[[ Material for the task, beginning ]]
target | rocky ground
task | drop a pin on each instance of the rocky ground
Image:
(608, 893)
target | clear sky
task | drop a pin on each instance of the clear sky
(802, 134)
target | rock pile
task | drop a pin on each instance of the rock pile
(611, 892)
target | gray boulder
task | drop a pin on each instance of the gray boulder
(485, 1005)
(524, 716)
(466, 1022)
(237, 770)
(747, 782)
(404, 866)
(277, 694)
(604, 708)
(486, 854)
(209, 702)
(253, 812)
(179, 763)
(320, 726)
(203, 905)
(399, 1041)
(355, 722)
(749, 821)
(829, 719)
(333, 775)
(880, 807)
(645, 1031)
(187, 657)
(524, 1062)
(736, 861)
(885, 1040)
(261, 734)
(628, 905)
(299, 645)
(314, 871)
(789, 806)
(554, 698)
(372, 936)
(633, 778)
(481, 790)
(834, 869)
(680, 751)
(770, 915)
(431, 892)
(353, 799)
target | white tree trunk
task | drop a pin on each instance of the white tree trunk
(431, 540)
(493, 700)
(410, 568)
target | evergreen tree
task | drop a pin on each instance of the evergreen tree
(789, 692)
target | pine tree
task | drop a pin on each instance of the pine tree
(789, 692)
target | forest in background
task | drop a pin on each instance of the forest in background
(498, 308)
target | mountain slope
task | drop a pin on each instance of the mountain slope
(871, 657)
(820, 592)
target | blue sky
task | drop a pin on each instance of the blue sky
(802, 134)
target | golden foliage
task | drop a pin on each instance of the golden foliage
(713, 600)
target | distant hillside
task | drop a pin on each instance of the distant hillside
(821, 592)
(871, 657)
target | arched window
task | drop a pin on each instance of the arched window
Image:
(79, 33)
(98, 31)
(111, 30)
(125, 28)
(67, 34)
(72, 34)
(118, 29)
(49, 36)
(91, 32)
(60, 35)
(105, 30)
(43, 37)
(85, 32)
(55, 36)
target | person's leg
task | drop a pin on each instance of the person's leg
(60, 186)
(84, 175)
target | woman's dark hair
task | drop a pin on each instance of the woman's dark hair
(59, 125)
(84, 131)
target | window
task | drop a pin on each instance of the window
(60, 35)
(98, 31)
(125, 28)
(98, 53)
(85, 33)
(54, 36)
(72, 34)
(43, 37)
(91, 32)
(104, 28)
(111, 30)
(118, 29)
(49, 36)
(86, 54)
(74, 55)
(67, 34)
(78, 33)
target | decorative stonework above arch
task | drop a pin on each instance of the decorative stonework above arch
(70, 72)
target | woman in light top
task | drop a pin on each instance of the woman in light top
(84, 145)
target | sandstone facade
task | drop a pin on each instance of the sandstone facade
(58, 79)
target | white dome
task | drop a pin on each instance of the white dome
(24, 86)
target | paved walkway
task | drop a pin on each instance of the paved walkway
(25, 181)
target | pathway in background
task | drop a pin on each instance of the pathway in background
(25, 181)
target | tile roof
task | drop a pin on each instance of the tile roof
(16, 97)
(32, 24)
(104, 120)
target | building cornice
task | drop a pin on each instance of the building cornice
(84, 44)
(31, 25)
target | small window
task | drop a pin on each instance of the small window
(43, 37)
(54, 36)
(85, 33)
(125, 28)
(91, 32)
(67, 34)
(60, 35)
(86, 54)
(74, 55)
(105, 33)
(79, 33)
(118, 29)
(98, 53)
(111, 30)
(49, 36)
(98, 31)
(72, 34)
[[ Material for the task, end ]]
Every entry above needs to be duplicated exactly.

target | rocky ground
task | drop a pin on each instance of the rocky ground
Image:
(608, 893)
target | clear sky
task | drop a pin on each instance of the clear sky
(802, 134)
target | rock pile
task | drop a pin on each instance of the rock pile
(611, 892)
target | gray boulder
task | drop a pin on each instance of the gray boulder
(485, 1005)
(524, 716)
(466, 1022)
(237, 770)
(747, 782)
(404, 866)
(277, 694)
(604, 708)
(486, 854)
(209, 702)
(253, 812)
(179, 763)
(320, 726)
(203, 905)
(399, 1041)
(355, 722)
(749, 821)
(829, 719)
(333, 775)
(880, 807)
(645, 1031)
(187, 657)
(524, 1062)
(736, 861)
(885, 1040)
(261, 734)
(628, 905)
(299, 645)
(314, 871)
(789, 806)
(554, 698)
(372, 936)
(633, 778)
(481, 790)
(834, 869)
(680, 751)
(770, 915)
(431, 892)
(353, 799)
target | white tree trunk
task | drop a pin on each instance of the white tree trunk
(431, 540)
(493, 700)
(410, 568)
target | evergreen tree
task | drop a pin on each instance of the evergreen tree
(789, 692)
target | pine tree
task | drop a pin on each instance of the pine tree
(789, 692)
target | forest in background
task | drop a pin on each instance of the forest in background
(498, 308)
target | mountain slope
task | drop a pin on each instance of the mountain slope
(871, 657)
(820, 592)
target | blue sky
task | drop a pin on each instance of the blue sky
(802, 134)
target | golden foliage
task | drop a pin on each instance of the golden foliage
(713, 600)
target | distant hillside
task | drop a pin on each instance of the distant hillside
(821, 592)
(871, 657)
target | arched window
task | drop a pin on each instance of the arched window
Image:
(79, 33)
(98, 31)
(111, 30)
(125, 28)
(67, 34)
(72, 34)
(118, 29)
(49, 36)
(91, 32)
(60, 35)
(105, 30)
(43, 37)
(85, 32)
(55, 36)
target | person's leg
task | drop a pin on each instance of the person's leg
(60, 186)
(84, 175)
target | woman's dark hair
task | drop a pin on each instance of the woman's dark hair
(59, 125)
(84, 131)
target | window
task | drop a pin on each instance of the window
(60, 35)
(98, 31)
(125, 28)
(98, 53)
(85, 33)
(54, 36)
(72, 34)
(43, 37)
(91, 32)
(104, 28)
(111, 30)
(118, 29)
(49, 36)
(86, 54)
(74, 55)
(67, 34)
(78, 33)
target | decorative stonework above arch
task | drop a pin on each instance of the decorative stonework above arch
(70, 72)
target | woman in light top
task | drop a pin on each instance of the woman in light top
(84, 145)
target | sandstone facade
task | drop a pin on each instance of the sandstone facade
(58, 79)
target | white dome
task | drop a pin on each instance of the white dome
(24, 86)
target | paved walkway
task | drop a pin on each instance of the paved walkway
(25, 181)
target | pathway in background
task | drop a pin on each instance of the pathway in background
(25, 181)
target | tile roof
task | drop a pin on each instance of the tile roof
(16, 97)
(32, 24)
(104, 120)
target | building cornice
task | drop a pin on each instance of the building cornice
(84, 44)
(31, 25)
target | small window
task | drop a pin on each instance of the small window
(43, 37)
(54, 36)
(85, 33)
(125, 28)
(91, 32)
(67, 34)
(60, 35)
(86, 54)
(74, 55)
(105, 33)
(79, 33)
(118, 29)
(98, 53)
(111, 30)
(49, 36)
(98, 31)
(72, 34)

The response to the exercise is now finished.